* [Work to do]:
Shorten the paragraph of the passage on Datian Min that begins "Datian Min developed from Hokkien" into a bulleted list, keeping its main facts.

* [Passage to read]:
———

Southern Min Chinese dialect

Datian Min (大田闽语 (大田閩語, Dàtián Mǐnyǔ, Tōa-chhân bân-gú)) or Datian dialect (大田话 (大田話, Dàtiánhuà) 'Datian speech') is a Southern Min language spoken in Datian County, Sanming City, Fujian Province, China. It has been influenced by other Min languages, including Central Min, Eastern Min, Northern Min and Puxian Min.

Datian Min developed from Hokkien, a dialect of Southern Min. Before the year 1535, this area belonged to four counties: Youxi, Dehua, Yong'an and Zhangping. Hokkien was spoken in Dehua and Zhangping, while Yong'an and Youxi spoke Central Min and Eastern Min respectively. Datian County was set up and affiliated to Yanping Fu (延平府, modern Nanping) which spoke Northern Min in 1535. Language contact occurred in the later days. The county changed affiliate to Yongchun Zhou (永春州, modern Yongchun County, spoke Hokkien dialect) in 1734, then to Yong'an Division (永安专区, modern Sanming Prefecture, spoke Central Min) in 1949. The administrative here changed so frequently that the differences between Datian Min and Hokkien dialect became more and more obvious.

Datian Min has little intelligibility with other varieties of Southern Min, and is sometimes classified as a separate branch of Min. Some Chinese scholars call it Min dialects transition area (闽方言过渡区).

———

* [Supplied material]:
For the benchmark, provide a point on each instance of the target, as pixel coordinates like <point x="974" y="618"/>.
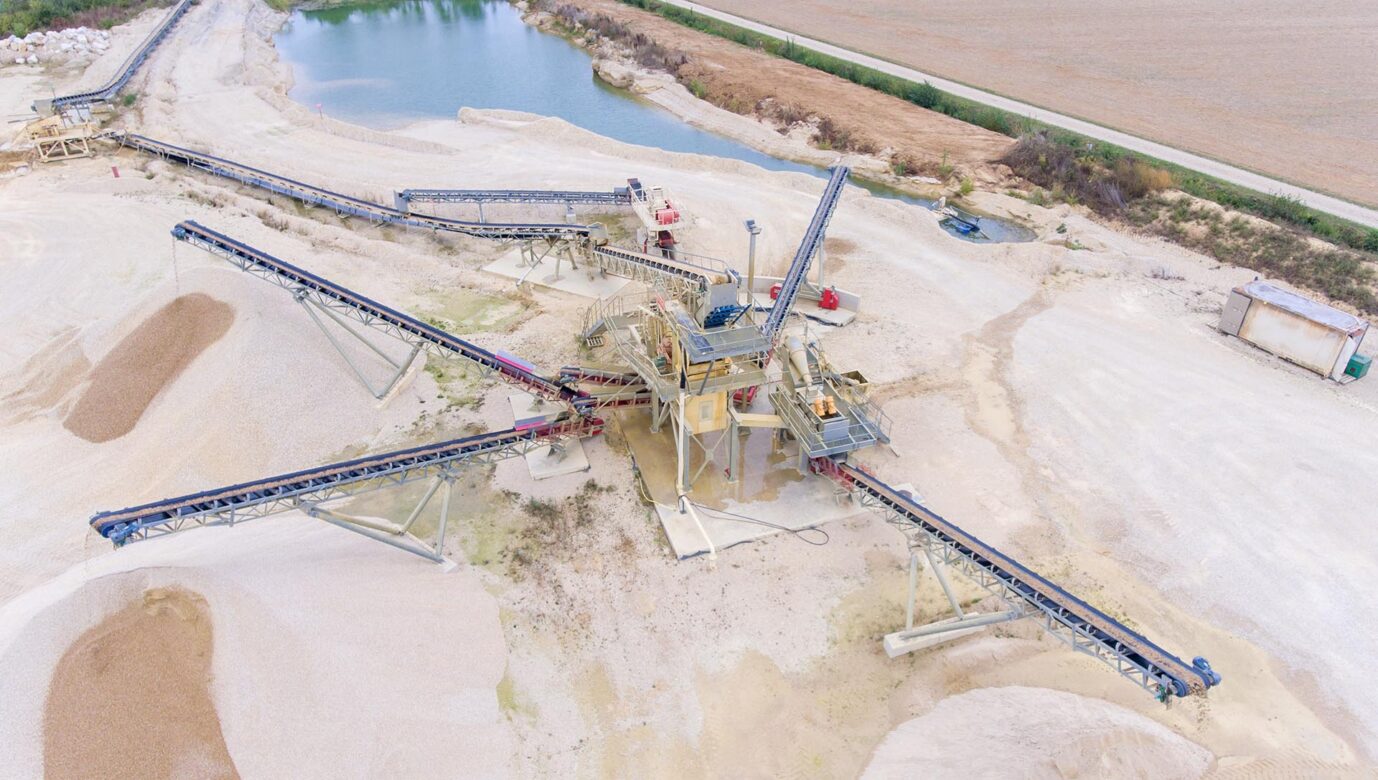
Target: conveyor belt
<point x="1063" y="615"/>
<point x="347" y="204"/>
<point x="284" y="492"/>
<point x="641" y="266"/>
<point x="128" y="68"/>
<point x="804" y="255"/>
<point x="374" y="313"/>
<point x="620" y="196"/>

———

* [Answer for this exercise]:
- Datian Min developed from Hokkien, a dialect of Southern Min.
- Before 1535, the area belonged to four counties. Dehua and Zhangping spoke Hokkien, Yong'an spoke Central Min and Youxi spoke Eastern Min.
- In 1535, Datian County was set up under Yanping Fu (modern Nanping), which spoke Northern Min. Language contact followed.
- In 1734, the county was placed under Yongchun Zhou (modern Yongchun County), which spoke Hokkien.
- In 1949, it was placed under Yong'an Division (modern Sanming Prefecture), which spoke Central Min.
- These frequent administrative changes made the differences between Datian Min and Hokkien more and more obvious.